_Excerpt provided_
□ □ □ □
The FAA says they are among 238 small airports under consideration nationwide with low traffic volumes and control towers operated by contractors.


The FAA is to make a decision by March 18 on closing about 170 of them. A letter to airport managers from FAA officials said the decision would be based solely on the national interest, and will not take into account local community impacts.


The Oregon airports are in Klamath Falls, North Bend, Pendleton, Salem and Troutdale.


If the towers close, the FAA says the airports will remain open. But pilots would be responsible for their own safety by talking to each other, instead of the tower.


The FAA has to cut $600 million under the automatic budget cuts. Other savings will come from furloughing FAA employees and other actions.


Klamath Falls Airport Director John Longley said he hoped to keep their tower open because commercial and private planes share the single runway with high-performance Oregon Air National Guard F-15C fighter jets based at Kingsley Field. The tower is operated by military and civilian personnel in the 270th Air Traffic Control squadron.


Forty-five percent of all our operations are military aircraft, Longley said. We are this sort of unique creature, a military-civilkian air field.


The airport has about 37,000 takeoffs and landings a year. United Airlines has four flights a day out of Klamath Falls, but three of them take off or land when the tower is closed, Longley said.


The mix of civilian and military aircraft is complicated in summer, when air tankers fly in and out with fire retardant, he added.
□ □ □ □
_Supplied records_
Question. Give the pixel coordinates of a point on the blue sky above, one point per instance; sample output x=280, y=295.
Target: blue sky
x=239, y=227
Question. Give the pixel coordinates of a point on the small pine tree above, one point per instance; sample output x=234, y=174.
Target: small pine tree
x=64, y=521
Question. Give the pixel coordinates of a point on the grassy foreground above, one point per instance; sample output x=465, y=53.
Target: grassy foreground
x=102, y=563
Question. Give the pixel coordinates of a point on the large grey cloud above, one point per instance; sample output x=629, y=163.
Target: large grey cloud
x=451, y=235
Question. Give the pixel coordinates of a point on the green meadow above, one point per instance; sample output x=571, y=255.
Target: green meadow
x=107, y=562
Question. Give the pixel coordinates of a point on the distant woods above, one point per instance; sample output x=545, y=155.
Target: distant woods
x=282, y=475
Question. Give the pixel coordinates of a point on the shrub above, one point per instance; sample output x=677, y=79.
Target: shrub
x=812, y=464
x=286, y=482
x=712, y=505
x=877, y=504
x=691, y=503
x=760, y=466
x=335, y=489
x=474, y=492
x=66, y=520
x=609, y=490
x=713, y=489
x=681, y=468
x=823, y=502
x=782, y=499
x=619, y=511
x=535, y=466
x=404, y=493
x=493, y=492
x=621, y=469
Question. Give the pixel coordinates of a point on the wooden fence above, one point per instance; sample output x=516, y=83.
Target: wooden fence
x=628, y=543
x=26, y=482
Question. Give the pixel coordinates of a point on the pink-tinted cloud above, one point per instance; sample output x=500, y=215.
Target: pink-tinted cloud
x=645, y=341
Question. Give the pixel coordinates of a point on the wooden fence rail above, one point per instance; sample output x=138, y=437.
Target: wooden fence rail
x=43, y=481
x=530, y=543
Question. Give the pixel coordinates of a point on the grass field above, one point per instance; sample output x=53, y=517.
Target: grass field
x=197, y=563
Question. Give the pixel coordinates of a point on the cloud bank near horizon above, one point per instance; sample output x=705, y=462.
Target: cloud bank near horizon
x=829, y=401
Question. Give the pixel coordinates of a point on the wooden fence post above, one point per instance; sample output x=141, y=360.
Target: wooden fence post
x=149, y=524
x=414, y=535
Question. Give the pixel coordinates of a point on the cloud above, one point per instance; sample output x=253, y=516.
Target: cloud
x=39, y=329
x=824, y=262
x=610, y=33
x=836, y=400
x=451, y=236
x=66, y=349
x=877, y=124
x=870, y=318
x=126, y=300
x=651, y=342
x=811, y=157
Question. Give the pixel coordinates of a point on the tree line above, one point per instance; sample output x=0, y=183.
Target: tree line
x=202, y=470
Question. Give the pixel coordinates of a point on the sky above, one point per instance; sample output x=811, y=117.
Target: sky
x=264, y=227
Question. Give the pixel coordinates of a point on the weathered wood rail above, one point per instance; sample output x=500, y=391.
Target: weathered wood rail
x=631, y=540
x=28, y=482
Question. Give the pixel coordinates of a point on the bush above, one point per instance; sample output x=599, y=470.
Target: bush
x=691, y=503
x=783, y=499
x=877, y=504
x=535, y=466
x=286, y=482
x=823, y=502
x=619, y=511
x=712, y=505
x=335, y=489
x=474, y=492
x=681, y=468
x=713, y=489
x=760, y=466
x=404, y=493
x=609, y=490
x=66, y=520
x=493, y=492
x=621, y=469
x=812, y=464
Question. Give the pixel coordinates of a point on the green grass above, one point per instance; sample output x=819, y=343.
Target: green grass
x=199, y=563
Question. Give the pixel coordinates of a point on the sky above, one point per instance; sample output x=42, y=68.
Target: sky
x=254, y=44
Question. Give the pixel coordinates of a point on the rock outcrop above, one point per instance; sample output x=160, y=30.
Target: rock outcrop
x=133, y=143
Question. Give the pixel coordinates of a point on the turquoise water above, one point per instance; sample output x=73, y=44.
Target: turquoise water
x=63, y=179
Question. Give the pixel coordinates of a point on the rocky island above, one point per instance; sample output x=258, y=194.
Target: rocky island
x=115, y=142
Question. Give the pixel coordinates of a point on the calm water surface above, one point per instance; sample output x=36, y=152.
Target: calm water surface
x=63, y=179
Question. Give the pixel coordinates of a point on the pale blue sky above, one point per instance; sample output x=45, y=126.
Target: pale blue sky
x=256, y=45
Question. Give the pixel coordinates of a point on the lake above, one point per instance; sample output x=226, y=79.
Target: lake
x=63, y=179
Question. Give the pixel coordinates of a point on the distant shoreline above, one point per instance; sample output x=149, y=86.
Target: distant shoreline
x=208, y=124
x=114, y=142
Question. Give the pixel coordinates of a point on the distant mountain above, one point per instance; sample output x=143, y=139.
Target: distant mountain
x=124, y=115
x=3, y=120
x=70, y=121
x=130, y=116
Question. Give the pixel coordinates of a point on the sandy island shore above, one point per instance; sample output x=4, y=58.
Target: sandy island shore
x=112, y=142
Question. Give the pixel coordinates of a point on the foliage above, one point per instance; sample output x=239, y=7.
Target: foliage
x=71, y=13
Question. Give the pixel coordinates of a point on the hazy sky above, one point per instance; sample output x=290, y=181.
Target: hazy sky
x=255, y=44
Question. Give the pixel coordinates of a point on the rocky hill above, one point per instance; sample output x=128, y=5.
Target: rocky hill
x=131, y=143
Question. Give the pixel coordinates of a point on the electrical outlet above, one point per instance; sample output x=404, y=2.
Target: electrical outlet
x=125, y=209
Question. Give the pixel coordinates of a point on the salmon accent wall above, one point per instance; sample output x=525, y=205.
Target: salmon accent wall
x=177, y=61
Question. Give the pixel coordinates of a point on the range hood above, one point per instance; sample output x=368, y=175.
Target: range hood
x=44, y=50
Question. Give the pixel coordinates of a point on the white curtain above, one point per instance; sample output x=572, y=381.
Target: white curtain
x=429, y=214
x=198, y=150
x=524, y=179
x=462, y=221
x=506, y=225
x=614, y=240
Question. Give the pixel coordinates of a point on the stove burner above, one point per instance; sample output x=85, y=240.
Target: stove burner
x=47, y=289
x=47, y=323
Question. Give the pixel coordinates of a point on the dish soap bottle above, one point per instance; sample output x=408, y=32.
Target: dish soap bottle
□ □ □ □
_Challenge 1_
Answer these from the article on FAA tower closures:
(a) By what date is the FAA to decide on closing about 170 of the airports?
(b) How much does the FAA have to cut under the automatic budget cuts?
(c) How many flights a day does United Airlines have out of Klamath Falls?
_Challenge 2_
Name every Oregon airport town that the article on FAA tower closures lists.
_Challenge 3_
Write out word for word the passage of the article on FAA tower closures that begins with "The FAA is to" and ends after "local community impacts.".

_Full solution 1_
(a) March 18
(b) $600 million
(c) Four

_Full solution 2_
Klamath Falls, North Bend, Pendleton, Salem, Troutdale

_Full solution 3_
The FAA is to make a decision by March 18 on closing about 170 of them. A letter to airport managers from FAA officials said the decision would be based solely on the national interest, and will not take into account local community impacts.